EXERCÍCIO PROPOSTO 1 → Liste todas as emissoras de televisão citadas no texto sobre a TV Cultura.
EXERCÍCIO PROPOSTO 2 → Reproduza palavra por palavra o trecho do texto sobre a TV Cultura entre "A TV Cultura volta" e "da mídia brasileira.", inclusive.

TEXTO FORNECIDO →
Brasil

A TV Cultura volta ao pluralismo e renova esperanças no jornalismo público​


O reintrodução de um mínimo de pluralidade no jornalismo da TV Cultura, outrora a mais poderosa e relevante emissora pública do país, é a notícia alvissareira do momento, no sombrio mundo da mídia brasileira.
O movimento começou há um mês, com a condução de Ricardo Lessa à apresentação do programa Roda-Viva, e a efetivação de um veterano da casa, o editor Ricardo Taira, na direção de jornalismo.
O “Jornal da Cultura” já vinha tentando manter algum equilíbrio de opiniões, no formato de noticiarismo comentado que adotou há vários anos.
Foi o formato possível para se manter no ar, na absoluta penúria financeira em que vive, e na incapacidade de concorrer na cobertura extensiva dos fatos, com gigantes como a Globo, Bandeirantes ou Record.
Mas o equilíbrio entre opiniões contrastantes sempre foi precário ali.
Enquanto os comentaristas conservadores operavam normalmente no registro da eloquência, do destempero e até do desatino, seus oponentes progressistas reagiam com uma constante timidez, prudência e mesmo ambiguidade.

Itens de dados
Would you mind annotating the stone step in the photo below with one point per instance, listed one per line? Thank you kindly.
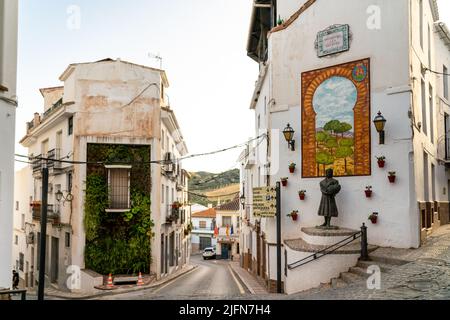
(388, 260)
(349, 277)
(383, 267)
(362, 272)
(337, 283)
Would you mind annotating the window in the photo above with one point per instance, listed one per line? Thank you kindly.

RESULTADO 1 → TV Cultura, Globo, Bandeirantes, Record

RESULTADO 2 →
A TV Cultura volta ao pluralismo e renova esperanças no jornalismo público​


O reintrodução de um mínimo de pluralidade no jornalismo da TV Cultura, outrora a mais poderosa e relevante emissora pública do país, é a notícia alvissareira do momento, no sombrio mundo da mídia brasileira.